Segment Open
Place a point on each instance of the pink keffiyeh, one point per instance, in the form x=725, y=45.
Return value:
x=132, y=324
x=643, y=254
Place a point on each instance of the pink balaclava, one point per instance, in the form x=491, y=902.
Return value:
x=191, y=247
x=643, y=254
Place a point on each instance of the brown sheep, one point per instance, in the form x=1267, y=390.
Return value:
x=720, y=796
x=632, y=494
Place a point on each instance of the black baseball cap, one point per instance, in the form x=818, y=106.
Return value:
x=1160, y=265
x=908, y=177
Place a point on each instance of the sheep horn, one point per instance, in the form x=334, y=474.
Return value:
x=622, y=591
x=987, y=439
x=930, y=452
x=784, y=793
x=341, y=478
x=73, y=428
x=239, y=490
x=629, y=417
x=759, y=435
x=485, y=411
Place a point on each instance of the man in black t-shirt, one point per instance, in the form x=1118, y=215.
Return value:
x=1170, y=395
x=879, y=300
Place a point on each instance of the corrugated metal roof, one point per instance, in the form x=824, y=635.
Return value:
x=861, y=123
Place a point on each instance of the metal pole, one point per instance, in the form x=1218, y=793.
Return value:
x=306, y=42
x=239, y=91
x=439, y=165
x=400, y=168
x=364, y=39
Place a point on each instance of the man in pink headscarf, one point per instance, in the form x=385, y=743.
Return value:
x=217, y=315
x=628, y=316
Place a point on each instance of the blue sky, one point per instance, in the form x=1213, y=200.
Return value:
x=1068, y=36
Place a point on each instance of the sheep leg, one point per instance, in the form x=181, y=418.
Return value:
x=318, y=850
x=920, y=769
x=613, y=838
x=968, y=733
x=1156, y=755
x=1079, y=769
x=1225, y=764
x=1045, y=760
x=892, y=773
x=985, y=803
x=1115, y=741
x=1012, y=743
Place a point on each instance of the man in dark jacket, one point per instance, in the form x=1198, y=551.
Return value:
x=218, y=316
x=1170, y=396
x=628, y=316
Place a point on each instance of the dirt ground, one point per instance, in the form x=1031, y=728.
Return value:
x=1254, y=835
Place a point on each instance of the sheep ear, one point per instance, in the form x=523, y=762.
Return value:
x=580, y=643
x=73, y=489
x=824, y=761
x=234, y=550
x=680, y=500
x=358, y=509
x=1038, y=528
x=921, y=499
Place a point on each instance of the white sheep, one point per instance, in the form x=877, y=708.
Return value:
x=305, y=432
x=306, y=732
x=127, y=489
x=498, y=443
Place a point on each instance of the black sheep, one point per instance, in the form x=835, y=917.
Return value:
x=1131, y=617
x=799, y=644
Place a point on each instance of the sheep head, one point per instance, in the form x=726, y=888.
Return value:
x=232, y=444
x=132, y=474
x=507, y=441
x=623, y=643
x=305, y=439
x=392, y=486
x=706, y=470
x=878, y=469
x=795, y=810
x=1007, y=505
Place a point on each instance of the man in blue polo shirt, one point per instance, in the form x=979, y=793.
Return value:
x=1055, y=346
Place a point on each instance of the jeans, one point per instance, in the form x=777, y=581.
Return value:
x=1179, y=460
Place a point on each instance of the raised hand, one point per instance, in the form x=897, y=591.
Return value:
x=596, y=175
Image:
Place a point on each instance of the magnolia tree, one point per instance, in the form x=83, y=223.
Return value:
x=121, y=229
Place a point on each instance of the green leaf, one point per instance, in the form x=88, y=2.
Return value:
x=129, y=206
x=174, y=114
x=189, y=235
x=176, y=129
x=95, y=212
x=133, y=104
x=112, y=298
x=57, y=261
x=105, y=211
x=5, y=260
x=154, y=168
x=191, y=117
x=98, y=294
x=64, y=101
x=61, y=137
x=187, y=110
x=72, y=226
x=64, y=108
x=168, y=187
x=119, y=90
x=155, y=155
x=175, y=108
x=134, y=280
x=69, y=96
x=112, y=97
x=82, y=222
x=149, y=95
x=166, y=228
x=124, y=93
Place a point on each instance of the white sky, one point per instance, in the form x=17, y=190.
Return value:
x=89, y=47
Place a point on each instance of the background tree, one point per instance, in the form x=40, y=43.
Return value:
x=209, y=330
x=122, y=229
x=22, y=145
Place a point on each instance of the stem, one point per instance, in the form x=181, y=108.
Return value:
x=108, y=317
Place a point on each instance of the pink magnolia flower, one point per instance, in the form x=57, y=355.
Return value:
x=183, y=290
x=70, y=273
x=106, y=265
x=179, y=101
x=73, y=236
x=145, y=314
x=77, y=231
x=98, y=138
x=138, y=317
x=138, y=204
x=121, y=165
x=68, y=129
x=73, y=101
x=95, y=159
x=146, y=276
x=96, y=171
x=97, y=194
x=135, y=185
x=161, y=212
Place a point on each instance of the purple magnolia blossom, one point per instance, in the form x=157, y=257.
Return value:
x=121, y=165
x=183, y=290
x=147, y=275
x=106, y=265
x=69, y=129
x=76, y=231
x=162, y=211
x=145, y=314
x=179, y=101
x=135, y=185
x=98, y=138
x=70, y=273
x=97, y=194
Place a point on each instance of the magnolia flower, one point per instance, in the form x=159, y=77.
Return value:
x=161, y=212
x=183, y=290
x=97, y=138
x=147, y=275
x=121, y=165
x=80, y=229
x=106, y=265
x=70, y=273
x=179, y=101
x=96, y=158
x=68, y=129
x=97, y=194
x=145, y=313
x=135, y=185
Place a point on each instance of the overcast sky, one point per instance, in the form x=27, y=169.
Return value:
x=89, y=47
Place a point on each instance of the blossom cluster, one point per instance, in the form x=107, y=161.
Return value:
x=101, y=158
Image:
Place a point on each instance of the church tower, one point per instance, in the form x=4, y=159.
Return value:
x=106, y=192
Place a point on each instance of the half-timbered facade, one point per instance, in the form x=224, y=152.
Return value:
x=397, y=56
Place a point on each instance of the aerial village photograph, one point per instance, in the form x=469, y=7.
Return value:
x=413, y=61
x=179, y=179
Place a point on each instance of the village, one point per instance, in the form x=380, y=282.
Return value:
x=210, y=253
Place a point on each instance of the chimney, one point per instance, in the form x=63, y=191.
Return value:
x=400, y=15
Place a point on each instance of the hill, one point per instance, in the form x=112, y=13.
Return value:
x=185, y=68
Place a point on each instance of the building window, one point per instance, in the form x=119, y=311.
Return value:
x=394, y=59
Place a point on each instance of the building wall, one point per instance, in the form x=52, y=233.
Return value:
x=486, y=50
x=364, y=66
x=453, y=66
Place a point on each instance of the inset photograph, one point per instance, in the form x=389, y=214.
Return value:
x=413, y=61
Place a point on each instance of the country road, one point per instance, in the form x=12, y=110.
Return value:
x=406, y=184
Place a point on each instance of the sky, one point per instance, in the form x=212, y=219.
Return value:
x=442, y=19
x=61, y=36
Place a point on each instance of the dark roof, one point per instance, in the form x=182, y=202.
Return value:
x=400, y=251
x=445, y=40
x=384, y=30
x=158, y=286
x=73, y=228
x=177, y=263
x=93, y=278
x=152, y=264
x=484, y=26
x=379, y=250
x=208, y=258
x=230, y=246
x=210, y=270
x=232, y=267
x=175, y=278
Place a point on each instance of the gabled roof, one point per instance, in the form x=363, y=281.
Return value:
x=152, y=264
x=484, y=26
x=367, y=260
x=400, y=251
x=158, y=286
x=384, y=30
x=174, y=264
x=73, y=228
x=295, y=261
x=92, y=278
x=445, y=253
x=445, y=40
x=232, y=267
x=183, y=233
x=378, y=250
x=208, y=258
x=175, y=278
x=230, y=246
Segment Closed
*WHAT IS EXPECTED*. Copy the records above exactly, from the first line through the line containing "Place a point on each instance of the metal", and include nothing else.

*RESPONSE*.
Place a point on each instance of the pink keffiyeh, one point per instance, in the form x=725, y=45.
Return value:
x=132, y=324
x=643, y=254
Place a point on each instance of the pink balaclava, one point per instance, in the form x=491, y=902.
Return value:
x=191, y=247
x=643, y=254
Place a point on each instance of the brown sheep, one point per instance, in the form x=1267, y=390.
Return value:
x=720, y=796
x=632, y=494
Place a point on each instance of the black baseball cap, one point per instance, in the form x=818, y=106.
Return value:
x=1160, y=265
x=908, y=177
Place a point on each instance of the sheep horn, one point per instance, in the form x=334, y=474.
Return value:
x=622, y=591
x=987, y=439
x=930, y=452
x=784, y=793
x=341, y=478
x=73, y=428
x=239, y=490
x=629, y=417
x=759, y=435
x=485, y=411
Place a point on each instance of the man in black t-shirt, one point per instance, in the form x=1118, y=215.
Return value:
x=1170, y=395
x=879, y=300
Place a point on each instance of the corrugated metal roof, one point per instance, in the form x=824, y=635.
Return value:
x=861, y=123
Place a point on each instance of the metal pole, one point per instance, in the form x=1218, y=793.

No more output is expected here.